AIM OF THE TASK: Render the records as a JSON list of strings, one string per line with blank lines left out, starting at the line that contains "For this evaluation, locate the number" and running through the end of the records.
------------------------------------------------------------------------
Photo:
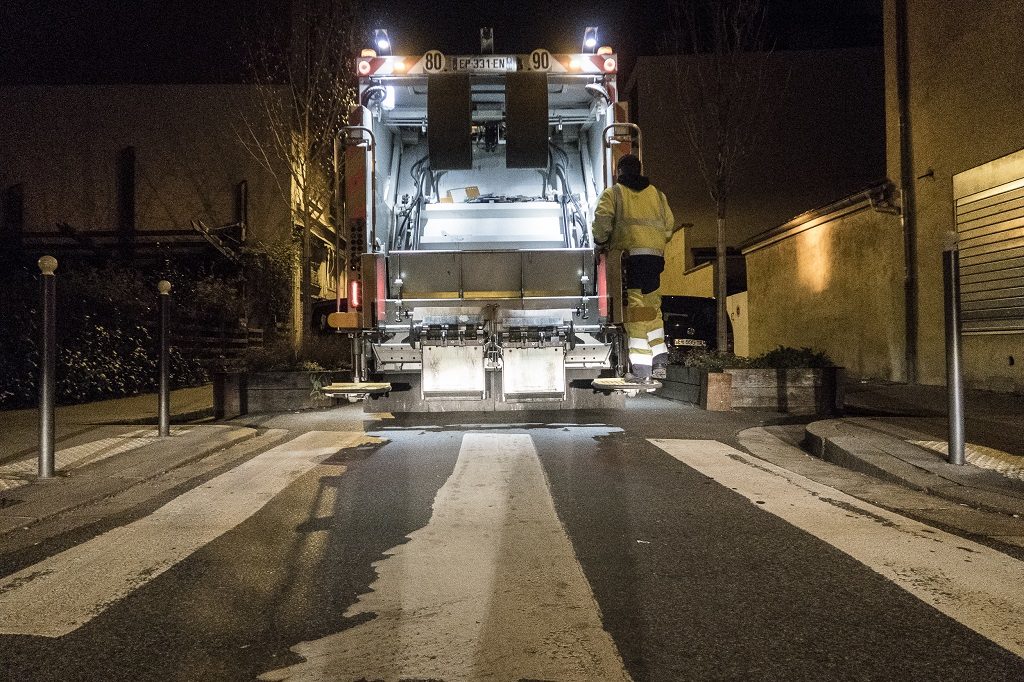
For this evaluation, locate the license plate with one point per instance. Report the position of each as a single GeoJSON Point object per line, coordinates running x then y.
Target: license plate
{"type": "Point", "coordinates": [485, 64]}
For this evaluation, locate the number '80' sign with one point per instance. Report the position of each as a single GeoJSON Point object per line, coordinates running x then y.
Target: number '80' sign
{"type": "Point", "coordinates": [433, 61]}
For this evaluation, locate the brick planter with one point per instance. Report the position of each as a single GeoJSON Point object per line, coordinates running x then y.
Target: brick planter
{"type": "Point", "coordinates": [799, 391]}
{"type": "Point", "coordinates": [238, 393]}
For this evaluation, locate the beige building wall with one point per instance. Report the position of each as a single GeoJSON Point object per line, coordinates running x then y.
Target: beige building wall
------------------------------------------------------------------------
TASK RESULT:
[
  "For this evaluation, locate the number '80' sign with one point per instance. Report the position of each as a single GeoJSON Point object per line, coordinates running x then y.",
  "Target: number '80' sign",
  "{\"type\": \"Point\", \"coordinates\": [433, 61]}",
  "For this evaluation, locate the brick planter with one point per instance. Report the position of each as a single GeoJSON Point object per line, coordinates running x then y.",
  "Target: brick planter",
  "{\"type\": \"Point\", \"coordinates\": [799, 391]}",
  "{\"type\": \"Point\", \"coordinates\": [238, 393]}",
  "For this evaluation, locate the beige building wall with one point per instance. Report the position of each as a single GeoJSON Point object per line, coordinates running x then y.",
  "Target: beige building wall"
]